TEXTO PARA LEITURA:
***

Claudio de Oliveira Ribeiro[1]
Magali do Nascimento Cunha[2]
Para início de conversa…
A diversidade religiosa ganhou intensidade e maior visibilidade nas últimas décadas, tanto no Brasil quanto em outros países. Para alguns, este panorama é visto de forma positiva, especialmente por ser uma oportunidade significativa de aproximação, cooperação e diálogo entre os diferentes grupos religiosos. Ele tem valor também no reforço da democracia, dentro da noção de valorização do pluralismo e da laicidade do Estado.
Porém, visto que ao lado desse quadro também ganharam forma e força os conflitos de variadas naturezas, alguns de expressiva violência, as iniciativas de diálogo precisam conviver com formas autoritárias, exclusivistas e fundamentalistas. E este é um grande desafio!
Todas as expressões religiosas e formas mais diversas e livres de espiritualidade formam um cenário complexo e de tons os mais diferenciados, ainda mais se forem acrescentadas as formas religiosas seculares e culturais, como as terapêuticas, de autoajuda, econômicas, midiáticas e de entretenimento.
Não podemos esquecer o número crescente de pessoas que se declaram sem religião – no Brasil estão atrás apenas dos grupos católicos e evangélicos. Este quadro carece de crítica social e teológica, construída ecumenicamente, que pode revelar limites e potencialidades das diferentes experiências. Uma tarefa sublime, neste sentido, é compreendê-las e estarmos abertos para o diálogo!

***

DADOS FORNECIDOS:

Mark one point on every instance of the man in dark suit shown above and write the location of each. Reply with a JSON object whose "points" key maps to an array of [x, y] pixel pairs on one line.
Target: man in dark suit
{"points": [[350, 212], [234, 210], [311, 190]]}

***

TAREFAS A CUMPRIR:
1) Quais formas religiosas seculares e culturais o texto sobre diversidade religiosa menciona?
2) Edite o trecho do texto sobre diversidade religiosa começando em "Porém, visto que" e seguindo até "e de entretenimento.", colocando "intolerantes" no lugar de "fundamentalistas".
3) Retome o texto sobre diversidade religiosa e dê continuidade a ele a partir do ponto em que termina.

RESPOSTAS FINAIS:
1) Terapêuticas, de autoajuda, econômicas, midiáticas e de entretenimento.

2)
Porém, visto que ao lado desse quadro também ganharam forma e força os conflitos de variadas naturezas, alguns de expressiva violência, as iniciativas de diálogo precisam conviver com formas autoritárias, exclusivistas e intolerantes. E este é um grande desafio!
Todas as expressões religiosas e formas mais diversas e livres de espiritualidade formam um cenário complexo e de tons os mais diferenciados, ainda mais se forem acrescentadas as formas religiosas seculares e culturais, como as terapêuticas, de autoajuda, econômicas, midiáticas e de entretenimento.

3)
Gratuidade e compromisso
A espiritualidade ecumênica, tanto na dimensão intercristã quanto na inter-religiosa, mesmo vivida em diferentes modos e expressões, converge para os ideais marcados pelo despojamento. Ela requer formas pessoais e coletivas que nos levam a aprender com as pessoas pobres o significado mais profundo da entrega, da disposição em partilhar, da solidariedade e do amor sem limites, mesmo que vivam tais dimensões da fé com contradições e ambiguidades.
Estas indicações nos levam a perguntar: é possível vivermos uma espiritualidade ecumênica nos dias de hoje, concretizada no diálogo e na cooperação entre diferentes segmentos cristãos e entre grupos religosos? Como realizar tal feito em meio a tantas tentações individualistas, sectárias e consumistas?
Conforme sabemos, a cultura firmada no lucro a qualquer preço, na exploração e na coisificação do ser humano, no individualismo e na indiferença é oposta à fé cristã e ao espírito ecumênico. Não há como esconder isso.
Por outro lado, a fé é fruto do amor. Ela é expressão da graça de Deus. E em nossa cultura – capitalista, no caso – não há nada “de graça”…
A gratuidade, como a compreendemos, é uma grandeza autônoma, importante em si, que dispensa instrumentalizações, sejam religiosas sejam políticas. Nas palavras bíblicas, “já não sou mais eu que vivo, pois é Cristo que vive em mim” (Gálatas 2.20). Assim, é possível, acima de tudo, viver a gratuidade gratuitamente, como um “clima” que envolve toda a vivência humana.
Ainda na fé cristã, temos no Novo Testamento o Sermão da Montanha, que indica nas bem-aventuranças (Mateus 5.1-12) que a pureza de coração é especialmente esvaziamento dos dogmatismos e imposições.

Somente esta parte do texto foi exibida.